Raw data -
§ §
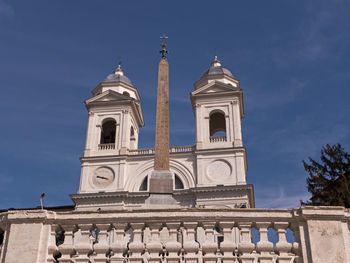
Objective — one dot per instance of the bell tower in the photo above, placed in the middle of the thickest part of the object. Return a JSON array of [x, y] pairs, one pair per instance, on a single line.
[[217, 103], [218, 107], [115, 118]]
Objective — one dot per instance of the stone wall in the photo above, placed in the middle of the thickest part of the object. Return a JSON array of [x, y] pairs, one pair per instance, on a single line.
[[191, 235]]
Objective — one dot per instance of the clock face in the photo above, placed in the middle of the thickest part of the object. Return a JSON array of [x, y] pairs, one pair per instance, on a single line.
[[103, 177]]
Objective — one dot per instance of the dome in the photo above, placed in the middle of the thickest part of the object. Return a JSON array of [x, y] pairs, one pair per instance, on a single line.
[[118, 76], [216, 69]]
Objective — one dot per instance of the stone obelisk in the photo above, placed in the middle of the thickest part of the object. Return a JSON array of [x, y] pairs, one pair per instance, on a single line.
[[161, 180]]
§ §
Stated goal - Rewrite the listing from its start up to and including the line containing "[[103, 177]]", keeping the requests unchanged but multiplying each point coordinate in the answers by 1.5 and rounding to whole numbers, with halves rounded up. Leave out the pictures and give only those lines.

The response -
Objective — one dot per instance of the bell tower in the photo above, placed in the middle of the thickest part of the object. Return a JSON array of [x, y] pairs, one pair per instance, on a single line.
[[326, 155], [327, 161], [173, 177]]
Objective — one dot per instance of the stone wall in the photo above, placed in the middle of the thickest part of the object. Return a JSON array of [x, y] pairs, one pair per instance, on a single line.
[[287, 353]]
Objective — one dot per instance of the clock face in the photo above, placed in the middle of the thickest part of the object. Return a JSON array of [x, y] pairs, one pair per instance, on a single line.
[[155, 266]]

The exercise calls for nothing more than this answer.